── Data rows

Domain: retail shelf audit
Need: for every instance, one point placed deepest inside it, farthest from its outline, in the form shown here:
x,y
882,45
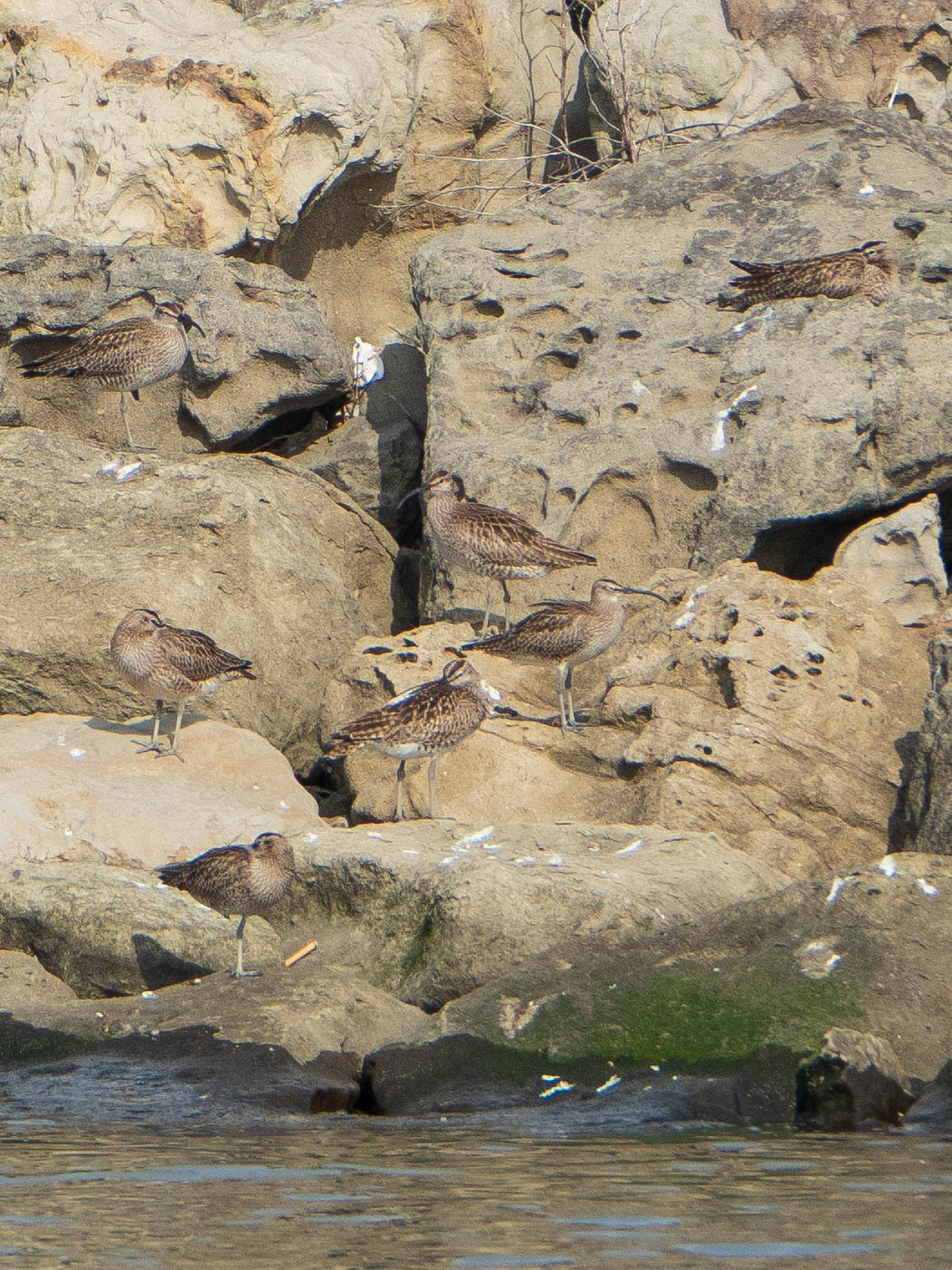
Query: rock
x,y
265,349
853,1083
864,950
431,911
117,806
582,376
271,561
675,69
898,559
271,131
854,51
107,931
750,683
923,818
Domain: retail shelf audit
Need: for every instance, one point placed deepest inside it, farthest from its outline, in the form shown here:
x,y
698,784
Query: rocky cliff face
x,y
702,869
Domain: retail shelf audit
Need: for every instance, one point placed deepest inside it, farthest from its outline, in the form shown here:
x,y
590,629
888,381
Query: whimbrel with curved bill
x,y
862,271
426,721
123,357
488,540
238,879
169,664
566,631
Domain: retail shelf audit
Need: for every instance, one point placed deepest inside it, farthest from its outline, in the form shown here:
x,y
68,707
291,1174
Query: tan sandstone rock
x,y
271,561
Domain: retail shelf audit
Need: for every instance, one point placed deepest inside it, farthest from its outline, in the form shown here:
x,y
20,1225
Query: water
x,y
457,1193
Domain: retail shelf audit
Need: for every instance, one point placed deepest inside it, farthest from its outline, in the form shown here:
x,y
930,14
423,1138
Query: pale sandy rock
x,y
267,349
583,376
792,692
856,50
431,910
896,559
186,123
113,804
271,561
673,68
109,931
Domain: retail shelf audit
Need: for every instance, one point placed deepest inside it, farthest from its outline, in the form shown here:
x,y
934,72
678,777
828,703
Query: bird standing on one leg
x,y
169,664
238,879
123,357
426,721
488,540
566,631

────

Job: Reproduce all of the data above word for word, omitting any pictures.

Output of the exercise:
Domain: retail shelf audit
Need: for every instance, one point placed deepest inside it, farthest from its outline, in the form shown here:
x,y
882,45
Query: rock
x,y
265,349
853,1083
864,950
431,911
117,806
582,376
271,561
675,69
898,559
271,131
854,51
107,931
750,683
923,818
Domain: retail shelf audit
Need: for every instance, one point placed deepest inside it, farthest from its outline, in the form shown here:
x,y
698,784
Query: rocky cliff face
x,y
702,869
Domain: retail shelf audit
Need: for every instance, one point placed deepest inside it, farthest from its outline, in the form shown here:
x,y
590,629
888,381
Query: whimbrel with curved bill
x,y
862,271
426,721
123,357
488,540
238,879
169,664
566,631
Domain: retail shelf audit
Need: for every instance, one point placed deepest inside it, farthest from its outline, in the form shown here:
x,y
68,707
291,1174
Query: tan sandstone rock
x,y
271,561
Domain: retail shelf audit
Need: for every instance, one point placed deepest inside it, farthest from its outline, in the form shown here:
x,y
20,1225
Query: water
x,y
457,1193
Domain: retail shelf audit
Need: for every instance, one point placed deepest inside it, farthest from its outline, in the form shown here:
x,y
930,14
423,1138
Query: pale sandy rock
x,y
267,349
583,376
792,692
856,50
431,910
896,559
186,123
113,804
271,561
673,68
109,931
Domain: retail shelf audit
Need: for every instance, one point placed deepest inside it, farthest from its outline, in the form shown here:
x,y
934,72
678,777
828,703
Query: bird standing on one leg
x,y
169,664
238,879
123,357
426,721
488,540
566,631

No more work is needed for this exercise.